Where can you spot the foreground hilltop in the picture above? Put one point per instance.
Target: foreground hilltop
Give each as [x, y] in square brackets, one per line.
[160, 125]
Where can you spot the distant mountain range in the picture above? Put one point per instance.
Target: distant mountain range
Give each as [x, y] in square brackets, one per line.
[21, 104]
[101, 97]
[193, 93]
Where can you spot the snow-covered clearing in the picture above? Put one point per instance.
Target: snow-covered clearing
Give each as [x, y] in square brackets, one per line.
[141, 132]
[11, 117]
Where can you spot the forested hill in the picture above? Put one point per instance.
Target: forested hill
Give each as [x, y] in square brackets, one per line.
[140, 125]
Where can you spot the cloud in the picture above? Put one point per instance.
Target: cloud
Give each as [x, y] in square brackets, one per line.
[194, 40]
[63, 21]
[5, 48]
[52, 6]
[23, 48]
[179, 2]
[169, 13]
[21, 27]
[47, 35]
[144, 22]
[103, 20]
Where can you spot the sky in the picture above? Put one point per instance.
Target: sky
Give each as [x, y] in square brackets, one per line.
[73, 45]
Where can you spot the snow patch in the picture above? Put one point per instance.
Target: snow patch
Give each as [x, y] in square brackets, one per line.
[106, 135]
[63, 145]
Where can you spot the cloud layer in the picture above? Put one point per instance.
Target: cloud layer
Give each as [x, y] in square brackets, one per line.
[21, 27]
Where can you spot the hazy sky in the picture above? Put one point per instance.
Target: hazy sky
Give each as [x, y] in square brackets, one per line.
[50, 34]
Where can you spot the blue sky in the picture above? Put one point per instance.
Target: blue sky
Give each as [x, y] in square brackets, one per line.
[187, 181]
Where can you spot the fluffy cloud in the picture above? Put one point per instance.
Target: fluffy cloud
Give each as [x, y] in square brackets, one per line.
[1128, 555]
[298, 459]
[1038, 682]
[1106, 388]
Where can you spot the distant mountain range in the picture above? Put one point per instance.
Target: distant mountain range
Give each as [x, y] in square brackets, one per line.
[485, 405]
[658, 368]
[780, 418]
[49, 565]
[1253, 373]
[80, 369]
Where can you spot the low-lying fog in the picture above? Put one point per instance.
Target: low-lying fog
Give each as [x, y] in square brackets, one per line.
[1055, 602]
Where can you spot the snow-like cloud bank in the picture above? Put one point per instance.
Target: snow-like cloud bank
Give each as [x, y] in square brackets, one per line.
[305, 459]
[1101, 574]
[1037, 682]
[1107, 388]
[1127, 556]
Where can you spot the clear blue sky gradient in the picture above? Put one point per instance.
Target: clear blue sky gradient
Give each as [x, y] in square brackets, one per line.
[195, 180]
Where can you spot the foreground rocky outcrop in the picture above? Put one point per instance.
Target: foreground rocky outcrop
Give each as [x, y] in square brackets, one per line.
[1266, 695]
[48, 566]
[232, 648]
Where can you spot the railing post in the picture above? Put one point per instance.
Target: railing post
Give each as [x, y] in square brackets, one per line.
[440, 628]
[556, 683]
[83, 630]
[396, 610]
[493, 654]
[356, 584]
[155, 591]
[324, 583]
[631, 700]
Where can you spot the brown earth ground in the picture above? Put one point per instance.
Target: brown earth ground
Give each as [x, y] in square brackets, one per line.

=== Your task ===
Please output the entire listing exactly as it stands.

=== The result ===
Where can you spot the foreground hilltop in the picture above? Put one point per instance.
Target: foreground hilltop
Give each as [x, y] in square brackets, one per line.
[160, 125]
Where can you spot the distant mountain range in the picture above? Put one point per instance.
Target: distant mountain range
Give each as [x, y] in square brackets, one per line.
[21, 104]
[101, 97]
[193, 93]
Where can you spot the snow-covered clearing in the picture above? Put one point per instance.
Target: snow-covered clearing
Give each as [x, y] in square brackets, one per line.
[141, 132]
[11, 117]
Where can you spot the forested hill in the picture above? Put one point per instance.
Target: forested hill
Give each as [x, y] in square brackets, one per line.
[140, 125]
Where can you spot the cloud in the picture above? Put one point per instance.
Target: cloud
Give each as [x, y] in square brackets, one per line.
[194, 40]
[63, 21]
[5, 48]
[52, 6]
[23, 48]
[179, 2]
[169, 13]
[21, 27]
[47, 35]
[144, 22]
[103, 20]
Where can you spot the sky in the picture above? Put one point per instance.
Target: sky
Give each as [x, y] in square brackets, one per line.
[73, 45]
Where can you spot the snow patch in the picture above? Put one point per instance.
Target: snow patch
Give each as [x, y] in square brackets, one per line.
[106, 135]
[63, 145]
Where can you spot the cloud layer in the picture above? Put one point per instance.
Target: cloud layer
Give each as [x, y] in square brackets, one per line.
[21, 27]
Where can you spot the hazy sky in the picture above? Put one point per instance.
Target: hazy sky
Give each as [x, y] in square brackets, one per line.
[50, 34]
Where can you spot the blue sky in the picture above? Put one point per instance.
Target: blue sky
Give each as [x, y] in square brackets, one per line.
[187, 181]
Where can you spot the fluffy cloud in the picture above? Put one point per instance.
Target: fluffy cloud
Give each as [x, y] in square brackets, one per line.
[1128, 555]
[298, 459]
[1038, 682]
[1106, 388]
Where can you spot the distant mountain range in the picture above? Put one point per instance.
Target: distant mountain range
Give each as [x, y] in square brackets, one per line.
[485, 405]
[658, 368]
[780, 418]
[49, 565]
[1253, 373]
[80, 369]
Where can you spot the low-lying fog in the picture above? Put one point per instance.
Target: low-lying fog
Give each as [x, y] in square brackets, one per line.
[1055, 602]
Where can you spot the snow-like cloud bank in the picture above? Put one point per instance.
Target: snow-like cloud bank
Give each as [x, y] in square brackets, one per line.
[305, 459]
[1101, 574]
[1037, 682]
[1107, 388]
[1127, 556]
Where can you spot the clear blue sky gradient in the picture above? Put one point per instance.
Target: clear blue sky gradient
Give each as [x, y] in square brackets, one per line.
[195, 180]
Where can you spot the foreground rocky outcrop in the picture above? Put one point per instance.
Target: foreground rocky outcrop
Give each as [x, y] in square brackets, one per line.
[1266, 695]
[48, 566]
[232, 648]
Where can you spot the railing post in the picture above? Put one point per instance.
Target: railing post
Give each as [x, y] in square brackets, one per line.
[440, 628]
[556, 683]
[83, 630]
[396, 610]
[493, 654]
[356, 584]
[155, 591]
[324, 583]
[631, 700]
Where can you spot the brown earth ground in the picture above? Put one point per instance.
Target: brown earth ground
Give each as [x, y] in square brackets, one per line.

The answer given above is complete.